Problem to work on – Return every line of the listing below that contains the word "dark", matching case exactly.

Excerpted data –
>>>>>

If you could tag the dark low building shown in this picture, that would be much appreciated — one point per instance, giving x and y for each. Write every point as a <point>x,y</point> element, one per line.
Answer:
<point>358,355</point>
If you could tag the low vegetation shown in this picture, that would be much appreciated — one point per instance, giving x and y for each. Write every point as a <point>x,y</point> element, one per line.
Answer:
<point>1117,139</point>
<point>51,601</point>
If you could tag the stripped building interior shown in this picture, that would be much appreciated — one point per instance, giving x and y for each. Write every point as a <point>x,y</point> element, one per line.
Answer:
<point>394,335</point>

<<<<<
>>>>>

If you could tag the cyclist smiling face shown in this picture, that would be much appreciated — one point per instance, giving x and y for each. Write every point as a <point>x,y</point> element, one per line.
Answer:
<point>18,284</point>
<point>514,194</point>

<<<<<
>>>>>

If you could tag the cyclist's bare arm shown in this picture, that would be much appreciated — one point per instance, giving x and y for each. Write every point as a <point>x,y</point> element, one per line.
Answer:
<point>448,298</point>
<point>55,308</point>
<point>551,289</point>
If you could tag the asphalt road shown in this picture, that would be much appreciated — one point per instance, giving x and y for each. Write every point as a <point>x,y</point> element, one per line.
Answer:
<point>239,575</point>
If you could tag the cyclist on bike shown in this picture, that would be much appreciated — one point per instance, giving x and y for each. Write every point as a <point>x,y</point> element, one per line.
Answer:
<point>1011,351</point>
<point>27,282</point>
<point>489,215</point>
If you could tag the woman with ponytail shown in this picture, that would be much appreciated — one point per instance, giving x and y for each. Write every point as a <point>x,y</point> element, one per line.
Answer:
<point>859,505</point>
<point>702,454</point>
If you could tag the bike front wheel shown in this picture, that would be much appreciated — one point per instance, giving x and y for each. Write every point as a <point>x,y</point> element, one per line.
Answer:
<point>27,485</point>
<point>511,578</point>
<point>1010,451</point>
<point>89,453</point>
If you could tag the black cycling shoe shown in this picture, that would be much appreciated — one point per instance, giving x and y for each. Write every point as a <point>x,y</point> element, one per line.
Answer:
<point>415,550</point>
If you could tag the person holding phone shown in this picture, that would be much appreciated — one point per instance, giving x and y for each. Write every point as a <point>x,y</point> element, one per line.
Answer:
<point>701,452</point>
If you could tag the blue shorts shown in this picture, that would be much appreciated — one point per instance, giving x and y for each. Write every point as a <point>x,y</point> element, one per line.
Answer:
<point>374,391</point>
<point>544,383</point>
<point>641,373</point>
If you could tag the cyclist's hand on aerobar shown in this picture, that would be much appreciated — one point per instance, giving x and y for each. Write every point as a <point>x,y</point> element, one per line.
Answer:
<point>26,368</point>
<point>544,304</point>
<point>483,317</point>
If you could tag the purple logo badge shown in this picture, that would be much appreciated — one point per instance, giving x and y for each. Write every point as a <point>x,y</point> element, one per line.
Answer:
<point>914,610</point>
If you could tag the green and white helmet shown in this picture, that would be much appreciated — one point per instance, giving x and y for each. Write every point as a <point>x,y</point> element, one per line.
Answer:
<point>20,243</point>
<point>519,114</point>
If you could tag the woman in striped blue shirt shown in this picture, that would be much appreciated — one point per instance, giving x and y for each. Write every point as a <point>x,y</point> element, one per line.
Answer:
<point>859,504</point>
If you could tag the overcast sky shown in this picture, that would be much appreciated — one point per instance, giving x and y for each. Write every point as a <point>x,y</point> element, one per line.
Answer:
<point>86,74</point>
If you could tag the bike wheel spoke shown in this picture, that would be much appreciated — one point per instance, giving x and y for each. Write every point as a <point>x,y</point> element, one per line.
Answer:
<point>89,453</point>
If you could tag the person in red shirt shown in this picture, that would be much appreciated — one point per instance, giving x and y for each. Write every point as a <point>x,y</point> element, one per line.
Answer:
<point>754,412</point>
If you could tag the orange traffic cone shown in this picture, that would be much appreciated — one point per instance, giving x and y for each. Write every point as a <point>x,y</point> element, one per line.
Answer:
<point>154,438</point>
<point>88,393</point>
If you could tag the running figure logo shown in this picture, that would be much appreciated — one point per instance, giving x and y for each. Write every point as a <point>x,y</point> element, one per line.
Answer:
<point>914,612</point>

<<<<<

Answer for the task –
If you could tag the dark low building shown in this picture, that would be much appreciated — one point per instance, giving x and y for each. Write every point as a <point>x,y</point> element, one per line.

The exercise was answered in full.